-- WHAT YOU WILL DO --
When a line contains the string "checkered", it counts once; give the total of such lines in the entries below and nothing else.

-- DATA RECORDS --
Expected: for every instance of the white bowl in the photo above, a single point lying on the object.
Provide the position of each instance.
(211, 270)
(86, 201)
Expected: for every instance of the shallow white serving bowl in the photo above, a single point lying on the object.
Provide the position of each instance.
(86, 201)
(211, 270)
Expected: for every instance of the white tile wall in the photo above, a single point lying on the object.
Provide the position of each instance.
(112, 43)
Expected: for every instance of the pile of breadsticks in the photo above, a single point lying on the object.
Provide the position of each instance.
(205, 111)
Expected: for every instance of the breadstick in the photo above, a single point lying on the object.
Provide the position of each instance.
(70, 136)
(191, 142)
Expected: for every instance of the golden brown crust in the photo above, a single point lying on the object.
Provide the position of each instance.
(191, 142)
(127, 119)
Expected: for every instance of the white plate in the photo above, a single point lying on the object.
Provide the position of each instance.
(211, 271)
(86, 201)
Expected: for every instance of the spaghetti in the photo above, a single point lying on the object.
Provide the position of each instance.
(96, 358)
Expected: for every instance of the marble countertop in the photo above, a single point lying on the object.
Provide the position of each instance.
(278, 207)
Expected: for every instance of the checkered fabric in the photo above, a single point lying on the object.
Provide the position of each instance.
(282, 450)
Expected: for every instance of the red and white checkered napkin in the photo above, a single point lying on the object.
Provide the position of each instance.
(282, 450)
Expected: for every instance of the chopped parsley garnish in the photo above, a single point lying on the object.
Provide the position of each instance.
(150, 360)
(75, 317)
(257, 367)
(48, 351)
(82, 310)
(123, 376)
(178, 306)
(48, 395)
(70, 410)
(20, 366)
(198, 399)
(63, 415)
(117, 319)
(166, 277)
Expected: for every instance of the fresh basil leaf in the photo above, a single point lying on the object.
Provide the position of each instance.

* * *

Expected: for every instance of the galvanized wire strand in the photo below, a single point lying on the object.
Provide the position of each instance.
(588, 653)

-- TASK OUTPUT --
2